MATERIALS PROVIDED:
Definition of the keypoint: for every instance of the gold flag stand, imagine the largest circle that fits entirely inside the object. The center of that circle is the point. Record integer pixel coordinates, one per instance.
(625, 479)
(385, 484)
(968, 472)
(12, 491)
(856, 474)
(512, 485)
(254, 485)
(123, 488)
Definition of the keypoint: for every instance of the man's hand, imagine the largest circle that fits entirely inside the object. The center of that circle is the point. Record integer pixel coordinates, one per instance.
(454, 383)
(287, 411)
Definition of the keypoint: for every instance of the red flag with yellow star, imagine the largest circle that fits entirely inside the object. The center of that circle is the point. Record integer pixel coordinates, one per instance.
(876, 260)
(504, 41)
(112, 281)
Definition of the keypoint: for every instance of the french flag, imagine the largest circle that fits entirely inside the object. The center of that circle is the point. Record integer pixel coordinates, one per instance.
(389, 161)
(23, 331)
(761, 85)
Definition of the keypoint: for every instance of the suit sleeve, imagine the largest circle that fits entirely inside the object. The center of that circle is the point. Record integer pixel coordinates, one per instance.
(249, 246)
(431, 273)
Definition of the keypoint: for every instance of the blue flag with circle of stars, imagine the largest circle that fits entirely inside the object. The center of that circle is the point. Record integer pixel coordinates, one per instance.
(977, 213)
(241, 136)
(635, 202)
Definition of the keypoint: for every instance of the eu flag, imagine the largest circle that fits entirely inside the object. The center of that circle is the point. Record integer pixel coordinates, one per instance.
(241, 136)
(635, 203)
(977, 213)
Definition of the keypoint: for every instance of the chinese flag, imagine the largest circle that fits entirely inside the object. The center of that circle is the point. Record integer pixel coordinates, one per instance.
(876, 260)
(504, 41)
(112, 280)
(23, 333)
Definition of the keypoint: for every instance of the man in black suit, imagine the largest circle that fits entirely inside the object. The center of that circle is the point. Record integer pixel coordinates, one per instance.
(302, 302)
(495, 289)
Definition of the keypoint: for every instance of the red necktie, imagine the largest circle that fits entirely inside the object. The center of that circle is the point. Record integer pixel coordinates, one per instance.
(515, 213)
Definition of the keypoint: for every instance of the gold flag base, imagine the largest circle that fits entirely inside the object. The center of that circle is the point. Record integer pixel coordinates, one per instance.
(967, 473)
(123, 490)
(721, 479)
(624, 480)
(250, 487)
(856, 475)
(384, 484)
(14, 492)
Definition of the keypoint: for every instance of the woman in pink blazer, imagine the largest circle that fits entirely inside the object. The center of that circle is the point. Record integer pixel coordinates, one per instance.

DESCRIPTION OF THE TASK: Exact reproduction of the listing above is required.

REPLY TO THE TASK:
Definition of the keypoint: for every instance of the gold flag stand, imagine the largest circle that fits entirely inside the object. The center of that circle is the point. Record integer pixel coordinates, one per instance.
(625, 479)
(385, 484)
(968, 472)
(12, 491)
(856, 474)
(512, 485)
(254, 485)
(123, 488)
Definition of the keypoint: for every instance of the man's hand, imagine the largest circle that fits entirely inside the object. The center of that circle is the point. Record integer pixel coordinates, one per instance.
(454, 383)
(287, 411)
Definition of the keypoint: for every instance of the red flag with yellow star, imagine the largest circle that fits entirely inside the object. The center of that circle is the point. Record integer pixel coordinates, one per instance.
(876, 260)
(504, 41)
(112, 281)
Definition of the keypoint: for every instance of the french flag, imagine the largest circle that fits entirely inside the object. The center of that circle is the point. Record integer pixel coordinates, one per instance.
(389, 161)
(23, 331)
(761, 85)
Definition of the keypoint: for every instance of the suit sleeve, imagine the largest circle that fits entirely inside the object. The center of that circle is the point. Record integer pixel coordinates, one per instance.
(249, 246)
(431, 273)
Definition of the keypoint: for every instance of the blue flag with circle of stars, imagine the largest circle that fits entirely inside the object. The center of that circle is the point. Record integer pixel coordinates, one per instance.
(977, 213)
(241, 136)
(635, 202)
Definition of the keypoint: for every instance of the eu flag, imagine the largest circle that fits entirely inside the object. The center of that circle is the point. Record integer pixel coordinates, one per instance.
(241, 136)
(635, 203)
(977, 213)
Definition of the keypoint: for every instance of the chinese flag, imagine the largest circle that fits entirely inside the object. The center of that circle is the point. Record integer pixel coordinates, one per instance.
(876, 260)
(504, 41)
(112, 280)
(23, 333)
Definition of the keypoint: for every instance of the man in black suit, imagine the largest circle that fits entirely inside the object. The center of that circle is the point. Record integer pixel coordinates, one per instance.
(302, 302)
(495, 289)
Definition of the keypoint: for every instance of the red necktie, imagine the largest circle that fits entirely inside the object. The center of that circle is the point. Record integer pixel coordinates, one per instance.
(515, 213)
Definition of the keypoint: for every instance of the gold flag base, imagine the largest circle that fits entirely inside the object. The center of that circle is the point. Record integer pixel coordinates, one per instance.
(967, 473)
(123, 490)
(721, 479)
(624, 480)
(250, 487)
(856, 475)
(384, 484)
(14, 492)
Definition of the keypoint: for every instance of the woman in pink blazer, imagine the largest circle that fits entirely inside the object. The center of that circle is the point. Record integer pixel coordinates, one per instance.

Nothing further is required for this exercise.